The argument is summarized on the Wikipedia page "Mass/Energy equivalence", and it goes like this: imagine a body at rest which then emits two equal photons, one to the right and one to the left. In the rest frame, the body is still at rest because the photons have equal and oppsite momentum.
Shifting to a frame moving to the right. In this frame, the photon moving to the left is blueshifted and carries more momentum, and the photon moving to the left is redshifted and carries less momentum. This means that the object has lost some right momentum after the emission. The velocity is the same before and after, because the velocity is the same in the rest frame, so how could the body lose momentum without changing its velocity? It must have lost mass. If you calculate the lost mass, it equals the energy of the photons divided by $c^2$.
This argument is obviously correct, essentially rigorous (it requires a precise framework to state rigorously, but there are no imprecise assumptions). The bickering came because Einstein demonstrated this and not anyone else, everyone else thought that the mass/energy relation was $E=4/3 mc^2$. Soon after, Poincare realized what everyone's mistake was.

List of tasks »
1. According to the passage on mass-energy equivalence, which Wikipedia page summarizes the argument?
2. Reproduce word for word a portion of the passage on mass-energy equivalence, beginning at the words "Shifting to a" and stopping after "divided by $c^2$.".

Items from a data source »
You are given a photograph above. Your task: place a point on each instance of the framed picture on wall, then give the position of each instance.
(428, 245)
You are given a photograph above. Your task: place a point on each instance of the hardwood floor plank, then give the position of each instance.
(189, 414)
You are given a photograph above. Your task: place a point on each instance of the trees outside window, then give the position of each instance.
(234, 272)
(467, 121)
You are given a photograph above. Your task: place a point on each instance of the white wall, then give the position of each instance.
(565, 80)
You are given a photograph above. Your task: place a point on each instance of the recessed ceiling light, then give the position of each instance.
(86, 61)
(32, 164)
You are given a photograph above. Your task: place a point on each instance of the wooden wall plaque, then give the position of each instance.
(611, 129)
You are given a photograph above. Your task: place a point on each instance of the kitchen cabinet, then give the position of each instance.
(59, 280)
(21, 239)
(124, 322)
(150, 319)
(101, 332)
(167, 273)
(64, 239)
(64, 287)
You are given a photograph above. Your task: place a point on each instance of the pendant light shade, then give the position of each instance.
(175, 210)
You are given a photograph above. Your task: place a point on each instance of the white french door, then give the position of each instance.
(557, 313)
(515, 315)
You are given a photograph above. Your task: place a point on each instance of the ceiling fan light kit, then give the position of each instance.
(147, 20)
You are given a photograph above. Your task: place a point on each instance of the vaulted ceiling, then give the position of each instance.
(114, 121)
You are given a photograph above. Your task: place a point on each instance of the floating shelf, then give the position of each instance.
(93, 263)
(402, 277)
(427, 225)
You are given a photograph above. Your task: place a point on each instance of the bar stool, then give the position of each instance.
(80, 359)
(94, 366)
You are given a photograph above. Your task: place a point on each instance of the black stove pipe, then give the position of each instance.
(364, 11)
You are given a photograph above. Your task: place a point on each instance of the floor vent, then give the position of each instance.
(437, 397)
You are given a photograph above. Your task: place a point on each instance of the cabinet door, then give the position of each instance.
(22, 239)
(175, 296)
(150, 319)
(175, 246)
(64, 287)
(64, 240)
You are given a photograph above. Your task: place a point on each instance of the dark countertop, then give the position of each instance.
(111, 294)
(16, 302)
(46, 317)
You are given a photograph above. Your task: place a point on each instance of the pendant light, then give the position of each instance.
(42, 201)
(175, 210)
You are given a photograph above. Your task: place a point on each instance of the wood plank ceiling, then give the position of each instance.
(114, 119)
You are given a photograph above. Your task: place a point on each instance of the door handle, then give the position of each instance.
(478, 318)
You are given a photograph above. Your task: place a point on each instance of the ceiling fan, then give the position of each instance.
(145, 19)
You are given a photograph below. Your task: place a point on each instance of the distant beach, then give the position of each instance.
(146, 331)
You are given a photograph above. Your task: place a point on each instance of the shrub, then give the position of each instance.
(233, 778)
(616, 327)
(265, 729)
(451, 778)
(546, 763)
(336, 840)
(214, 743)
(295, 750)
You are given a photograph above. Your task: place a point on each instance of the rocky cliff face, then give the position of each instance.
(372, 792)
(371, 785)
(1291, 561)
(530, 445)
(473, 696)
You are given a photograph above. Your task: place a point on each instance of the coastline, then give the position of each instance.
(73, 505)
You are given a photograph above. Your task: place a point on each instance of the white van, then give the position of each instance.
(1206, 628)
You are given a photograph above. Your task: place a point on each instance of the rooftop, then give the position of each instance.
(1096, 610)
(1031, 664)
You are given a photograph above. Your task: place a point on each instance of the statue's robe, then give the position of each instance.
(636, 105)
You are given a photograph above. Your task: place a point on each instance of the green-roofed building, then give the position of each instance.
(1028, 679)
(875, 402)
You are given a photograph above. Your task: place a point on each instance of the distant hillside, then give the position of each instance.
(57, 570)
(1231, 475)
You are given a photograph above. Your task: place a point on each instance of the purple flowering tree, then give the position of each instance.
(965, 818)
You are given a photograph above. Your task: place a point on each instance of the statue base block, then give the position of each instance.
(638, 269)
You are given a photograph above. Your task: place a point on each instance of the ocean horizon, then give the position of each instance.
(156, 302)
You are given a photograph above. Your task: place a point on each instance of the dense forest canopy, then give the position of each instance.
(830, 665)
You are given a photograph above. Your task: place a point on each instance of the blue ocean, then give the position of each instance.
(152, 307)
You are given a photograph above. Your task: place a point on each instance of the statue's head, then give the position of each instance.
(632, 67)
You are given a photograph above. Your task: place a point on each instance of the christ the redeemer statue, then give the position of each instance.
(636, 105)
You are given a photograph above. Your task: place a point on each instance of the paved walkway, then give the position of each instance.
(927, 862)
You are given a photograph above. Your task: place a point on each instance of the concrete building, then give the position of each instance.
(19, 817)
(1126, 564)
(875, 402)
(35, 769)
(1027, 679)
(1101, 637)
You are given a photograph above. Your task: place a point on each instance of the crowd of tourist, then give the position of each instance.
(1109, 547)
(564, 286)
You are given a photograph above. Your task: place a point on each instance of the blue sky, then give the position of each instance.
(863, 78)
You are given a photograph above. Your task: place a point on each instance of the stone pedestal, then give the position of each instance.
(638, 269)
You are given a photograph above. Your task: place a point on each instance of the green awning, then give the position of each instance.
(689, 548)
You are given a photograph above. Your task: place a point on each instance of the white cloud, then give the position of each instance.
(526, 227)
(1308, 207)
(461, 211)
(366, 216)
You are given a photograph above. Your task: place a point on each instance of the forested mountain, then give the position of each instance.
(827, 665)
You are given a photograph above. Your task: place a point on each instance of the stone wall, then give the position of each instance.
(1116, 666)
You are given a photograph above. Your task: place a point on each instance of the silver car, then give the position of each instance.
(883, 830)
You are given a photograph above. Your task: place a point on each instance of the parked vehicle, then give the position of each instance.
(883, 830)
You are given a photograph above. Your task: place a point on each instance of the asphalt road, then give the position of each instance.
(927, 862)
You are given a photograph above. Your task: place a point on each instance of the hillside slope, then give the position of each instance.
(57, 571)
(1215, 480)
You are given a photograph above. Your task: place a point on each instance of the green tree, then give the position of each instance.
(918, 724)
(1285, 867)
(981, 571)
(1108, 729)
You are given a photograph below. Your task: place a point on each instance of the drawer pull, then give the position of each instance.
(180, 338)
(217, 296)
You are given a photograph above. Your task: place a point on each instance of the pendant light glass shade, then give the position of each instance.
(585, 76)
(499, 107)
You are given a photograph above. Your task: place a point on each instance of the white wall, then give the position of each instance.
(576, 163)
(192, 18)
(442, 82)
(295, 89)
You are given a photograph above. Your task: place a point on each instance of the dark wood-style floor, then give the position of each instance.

Final results »
1. The Wikipedia page "Mass/Energy equivalence" summarizes it.

2.
Shifting to a frame moving to the right. In this frame, the photon moving to the left is blueshifted and carries more momentum, and the photon moving to the left is redshifted and carries less momentum. This means that the object has lost some right momentum after the emission. The velocity is the same before and after, because the velocity is the same in the rest frame, so how could the body lose momentum without changing its velocity? It must have lost mass. If you calculate the lost mass, it equals the energy of the photons divided by $c^2$.